Goal –
Print the line that contains "dog in the photo above." and every line after it through the last line of the records below, exactly as written and nothing else.

******************************

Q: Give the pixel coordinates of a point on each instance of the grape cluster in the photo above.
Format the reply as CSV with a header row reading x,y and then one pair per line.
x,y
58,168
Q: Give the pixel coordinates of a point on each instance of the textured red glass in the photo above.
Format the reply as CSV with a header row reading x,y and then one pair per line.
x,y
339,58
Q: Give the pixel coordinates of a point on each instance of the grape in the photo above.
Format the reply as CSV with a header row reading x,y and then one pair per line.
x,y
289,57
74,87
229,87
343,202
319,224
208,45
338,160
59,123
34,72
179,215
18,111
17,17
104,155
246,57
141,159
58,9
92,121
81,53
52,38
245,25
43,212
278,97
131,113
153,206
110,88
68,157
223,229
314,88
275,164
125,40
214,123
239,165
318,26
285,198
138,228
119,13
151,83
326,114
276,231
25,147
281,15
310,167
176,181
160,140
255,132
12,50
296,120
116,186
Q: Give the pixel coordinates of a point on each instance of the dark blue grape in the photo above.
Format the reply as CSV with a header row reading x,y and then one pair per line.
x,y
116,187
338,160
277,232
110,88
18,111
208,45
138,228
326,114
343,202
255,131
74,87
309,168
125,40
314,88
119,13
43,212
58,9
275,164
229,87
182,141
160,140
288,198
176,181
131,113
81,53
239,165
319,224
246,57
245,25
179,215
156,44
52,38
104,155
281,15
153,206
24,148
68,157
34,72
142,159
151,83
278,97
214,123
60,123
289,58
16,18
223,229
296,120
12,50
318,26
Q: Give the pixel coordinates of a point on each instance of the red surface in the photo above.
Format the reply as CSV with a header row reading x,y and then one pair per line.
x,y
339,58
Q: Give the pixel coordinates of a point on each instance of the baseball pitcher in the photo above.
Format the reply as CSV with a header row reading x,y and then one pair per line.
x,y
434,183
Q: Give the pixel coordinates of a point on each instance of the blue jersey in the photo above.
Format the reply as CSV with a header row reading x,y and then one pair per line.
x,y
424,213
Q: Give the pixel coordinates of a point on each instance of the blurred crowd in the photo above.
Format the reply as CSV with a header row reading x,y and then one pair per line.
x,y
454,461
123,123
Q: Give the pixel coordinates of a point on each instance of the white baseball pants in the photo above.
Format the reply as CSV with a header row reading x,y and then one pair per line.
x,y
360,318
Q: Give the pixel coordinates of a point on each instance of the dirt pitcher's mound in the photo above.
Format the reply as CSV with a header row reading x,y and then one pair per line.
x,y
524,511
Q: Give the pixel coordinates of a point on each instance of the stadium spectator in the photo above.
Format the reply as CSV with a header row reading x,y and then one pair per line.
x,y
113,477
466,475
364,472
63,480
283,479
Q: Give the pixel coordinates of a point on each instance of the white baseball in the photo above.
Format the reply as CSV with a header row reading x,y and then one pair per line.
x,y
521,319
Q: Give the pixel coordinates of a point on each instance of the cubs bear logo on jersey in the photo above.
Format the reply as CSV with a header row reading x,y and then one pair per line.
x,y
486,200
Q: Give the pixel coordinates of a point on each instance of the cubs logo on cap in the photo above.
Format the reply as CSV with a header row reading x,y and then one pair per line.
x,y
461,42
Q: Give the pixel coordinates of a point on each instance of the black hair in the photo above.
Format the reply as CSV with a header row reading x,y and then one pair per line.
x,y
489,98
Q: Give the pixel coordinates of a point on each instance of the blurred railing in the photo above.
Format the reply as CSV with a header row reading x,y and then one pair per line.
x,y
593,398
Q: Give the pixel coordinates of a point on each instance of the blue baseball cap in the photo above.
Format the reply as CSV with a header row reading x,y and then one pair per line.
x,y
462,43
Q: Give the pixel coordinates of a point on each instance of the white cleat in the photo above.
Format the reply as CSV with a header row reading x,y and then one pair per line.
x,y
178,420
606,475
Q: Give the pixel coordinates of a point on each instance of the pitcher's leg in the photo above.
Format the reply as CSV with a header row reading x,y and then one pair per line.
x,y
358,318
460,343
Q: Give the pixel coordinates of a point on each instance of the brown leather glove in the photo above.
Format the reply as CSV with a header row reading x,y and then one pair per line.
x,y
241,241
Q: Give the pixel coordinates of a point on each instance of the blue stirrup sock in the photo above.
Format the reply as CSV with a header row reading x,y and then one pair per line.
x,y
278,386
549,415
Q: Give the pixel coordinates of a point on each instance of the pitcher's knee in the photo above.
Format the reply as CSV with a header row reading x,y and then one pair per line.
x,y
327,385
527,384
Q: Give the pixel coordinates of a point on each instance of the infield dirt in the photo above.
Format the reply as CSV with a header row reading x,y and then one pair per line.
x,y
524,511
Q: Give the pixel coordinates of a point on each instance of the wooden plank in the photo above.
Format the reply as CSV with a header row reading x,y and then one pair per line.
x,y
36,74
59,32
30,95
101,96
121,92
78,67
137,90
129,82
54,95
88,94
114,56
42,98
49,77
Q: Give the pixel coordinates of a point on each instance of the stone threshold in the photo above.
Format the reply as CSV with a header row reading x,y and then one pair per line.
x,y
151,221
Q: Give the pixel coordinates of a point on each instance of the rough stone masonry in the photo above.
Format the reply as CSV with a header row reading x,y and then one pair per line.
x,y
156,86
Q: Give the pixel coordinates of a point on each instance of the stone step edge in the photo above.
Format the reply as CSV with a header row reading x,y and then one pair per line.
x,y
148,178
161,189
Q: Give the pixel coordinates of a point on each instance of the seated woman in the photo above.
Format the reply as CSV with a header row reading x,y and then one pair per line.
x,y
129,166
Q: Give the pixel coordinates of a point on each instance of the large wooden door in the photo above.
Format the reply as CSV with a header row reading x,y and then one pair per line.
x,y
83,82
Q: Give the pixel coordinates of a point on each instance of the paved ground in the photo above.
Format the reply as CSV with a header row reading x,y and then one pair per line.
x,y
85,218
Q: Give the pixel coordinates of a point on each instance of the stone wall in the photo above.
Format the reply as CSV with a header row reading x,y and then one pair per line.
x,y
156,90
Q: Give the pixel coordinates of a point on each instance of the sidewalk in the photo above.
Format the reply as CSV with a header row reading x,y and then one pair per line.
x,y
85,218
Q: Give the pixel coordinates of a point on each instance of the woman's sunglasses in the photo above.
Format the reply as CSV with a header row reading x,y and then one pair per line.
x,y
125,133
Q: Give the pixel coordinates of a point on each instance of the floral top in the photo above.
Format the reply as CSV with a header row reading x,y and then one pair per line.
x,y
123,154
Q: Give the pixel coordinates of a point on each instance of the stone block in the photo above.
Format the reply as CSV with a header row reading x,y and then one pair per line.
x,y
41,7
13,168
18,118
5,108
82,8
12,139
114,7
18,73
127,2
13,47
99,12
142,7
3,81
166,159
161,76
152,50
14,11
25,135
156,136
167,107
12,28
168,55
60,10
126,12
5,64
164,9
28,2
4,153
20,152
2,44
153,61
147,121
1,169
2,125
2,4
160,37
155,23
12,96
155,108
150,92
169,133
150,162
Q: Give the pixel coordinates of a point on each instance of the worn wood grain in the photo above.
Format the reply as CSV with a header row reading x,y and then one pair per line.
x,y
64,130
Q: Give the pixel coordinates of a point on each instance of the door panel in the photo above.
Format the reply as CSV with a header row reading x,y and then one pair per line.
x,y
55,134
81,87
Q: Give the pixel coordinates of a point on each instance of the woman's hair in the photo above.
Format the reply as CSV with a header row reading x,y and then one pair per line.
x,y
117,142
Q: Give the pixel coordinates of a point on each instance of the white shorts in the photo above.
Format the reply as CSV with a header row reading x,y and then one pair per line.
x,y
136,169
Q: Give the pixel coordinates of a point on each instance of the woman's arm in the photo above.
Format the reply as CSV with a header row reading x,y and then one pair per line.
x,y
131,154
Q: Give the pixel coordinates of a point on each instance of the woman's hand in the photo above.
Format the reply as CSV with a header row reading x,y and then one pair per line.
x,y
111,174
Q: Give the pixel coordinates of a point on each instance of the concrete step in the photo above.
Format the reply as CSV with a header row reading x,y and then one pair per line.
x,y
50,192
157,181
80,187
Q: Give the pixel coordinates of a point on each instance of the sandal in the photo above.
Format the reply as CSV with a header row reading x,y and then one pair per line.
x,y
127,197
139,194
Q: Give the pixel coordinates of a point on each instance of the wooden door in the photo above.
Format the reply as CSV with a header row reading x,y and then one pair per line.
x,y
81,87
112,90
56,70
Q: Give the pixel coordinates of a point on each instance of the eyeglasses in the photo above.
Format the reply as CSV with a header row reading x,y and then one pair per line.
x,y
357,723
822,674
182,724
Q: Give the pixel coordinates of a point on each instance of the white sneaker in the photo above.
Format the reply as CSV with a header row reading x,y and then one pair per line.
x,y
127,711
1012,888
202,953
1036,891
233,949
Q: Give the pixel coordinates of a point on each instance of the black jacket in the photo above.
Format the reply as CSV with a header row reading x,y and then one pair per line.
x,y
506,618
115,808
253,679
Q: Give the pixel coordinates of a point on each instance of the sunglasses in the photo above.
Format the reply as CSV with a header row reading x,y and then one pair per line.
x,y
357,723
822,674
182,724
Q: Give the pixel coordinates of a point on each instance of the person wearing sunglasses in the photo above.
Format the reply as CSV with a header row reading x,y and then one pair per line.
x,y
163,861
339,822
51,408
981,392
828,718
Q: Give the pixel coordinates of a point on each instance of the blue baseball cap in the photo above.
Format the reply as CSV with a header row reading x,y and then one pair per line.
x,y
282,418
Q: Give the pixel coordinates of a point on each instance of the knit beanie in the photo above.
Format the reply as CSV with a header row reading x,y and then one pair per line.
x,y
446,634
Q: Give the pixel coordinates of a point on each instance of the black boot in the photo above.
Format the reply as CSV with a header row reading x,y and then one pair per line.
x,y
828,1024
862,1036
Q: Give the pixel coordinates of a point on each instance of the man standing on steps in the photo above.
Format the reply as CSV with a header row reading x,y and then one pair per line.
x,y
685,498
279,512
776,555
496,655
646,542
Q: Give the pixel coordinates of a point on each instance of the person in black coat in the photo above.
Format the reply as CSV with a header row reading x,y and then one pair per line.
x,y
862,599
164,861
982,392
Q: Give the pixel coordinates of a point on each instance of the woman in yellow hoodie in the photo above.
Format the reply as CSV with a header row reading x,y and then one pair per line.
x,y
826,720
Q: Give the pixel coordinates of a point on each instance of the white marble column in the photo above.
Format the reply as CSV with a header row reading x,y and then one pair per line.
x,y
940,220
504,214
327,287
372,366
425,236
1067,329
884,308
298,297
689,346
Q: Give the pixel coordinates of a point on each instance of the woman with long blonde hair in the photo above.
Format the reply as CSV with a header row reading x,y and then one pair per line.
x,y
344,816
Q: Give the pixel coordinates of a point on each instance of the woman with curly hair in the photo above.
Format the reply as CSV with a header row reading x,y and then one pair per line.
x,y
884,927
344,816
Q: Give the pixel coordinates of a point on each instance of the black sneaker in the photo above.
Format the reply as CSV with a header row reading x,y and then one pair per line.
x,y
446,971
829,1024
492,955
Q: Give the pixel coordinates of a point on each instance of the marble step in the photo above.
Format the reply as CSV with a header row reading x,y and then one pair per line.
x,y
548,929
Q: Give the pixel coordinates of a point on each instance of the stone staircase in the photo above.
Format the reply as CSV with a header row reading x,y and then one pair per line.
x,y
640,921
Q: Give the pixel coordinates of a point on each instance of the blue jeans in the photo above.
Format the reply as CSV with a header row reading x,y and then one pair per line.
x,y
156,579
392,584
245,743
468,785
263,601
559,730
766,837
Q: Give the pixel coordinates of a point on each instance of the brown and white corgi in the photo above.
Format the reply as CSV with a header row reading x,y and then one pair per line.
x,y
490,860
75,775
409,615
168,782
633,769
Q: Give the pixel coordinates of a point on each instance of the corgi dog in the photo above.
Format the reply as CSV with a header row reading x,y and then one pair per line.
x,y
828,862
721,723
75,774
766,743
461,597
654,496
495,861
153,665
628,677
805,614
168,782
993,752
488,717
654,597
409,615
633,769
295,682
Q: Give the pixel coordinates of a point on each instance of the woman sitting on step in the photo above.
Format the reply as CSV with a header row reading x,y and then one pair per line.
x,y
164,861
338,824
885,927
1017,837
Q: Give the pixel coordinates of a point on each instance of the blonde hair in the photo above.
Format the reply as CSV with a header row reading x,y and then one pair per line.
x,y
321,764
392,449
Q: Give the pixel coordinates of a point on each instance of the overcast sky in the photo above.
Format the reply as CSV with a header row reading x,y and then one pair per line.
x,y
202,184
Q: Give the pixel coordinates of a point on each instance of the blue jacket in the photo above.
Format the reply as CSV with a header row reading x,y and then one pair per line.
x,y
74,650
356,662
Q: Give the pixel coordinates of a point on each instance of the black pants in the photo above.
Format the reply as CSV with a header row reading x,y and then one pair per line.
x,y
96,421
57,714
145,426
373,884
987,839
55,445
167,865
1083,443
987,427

******************************

Result below –
Q: Give the pixel coordinates of a point on each instance of the corgi dog in the photo above.
Format the reply as CSV with a header row reading x,y and then one pair per line.
x,y
828,862
721,723
75,774
766,743
461,597
654,496
495,861
153,665
628,677
805,614
168,782
993,752
488,717
654,597
409,615
633,769
295,682
Q: Give the pixel coordinates of a point on each instance of the woman sitting on step in the photo above.
Format the reply as CSV with a header row reading x,y and then one pair per line.
x,y
164,861
338,824
885,927
1017,837
Q: Give the pixel coordinates of a point on each instance of the blonde hair in the photo above.
Format the reply as CSV with a header row reading x,y and then one pair per line.
x,y
321,764
392,449
Q: Give the pixel coordinates of a point on each instance of the overcast sky in the photo above.
Format the reply as CSV with a header row reading x,y and then one pair per line.
x,y
202,184
Q: Give the pixel coordinates of a point on each instance of the blue jacket in the photo above.
Format the reply as CSV with a header row reading x,y and then one pair per line.
x,y
74,650
356,662
Q: Give the pixel coordinates of a point on each instance of the black pants in the photo above.
Format the reply as CSV with a header row reading x,y and then one pair per line.
x,y
96,421
57,714
145,426
373,884
987,839
55,445
167,865
1083,443
987,427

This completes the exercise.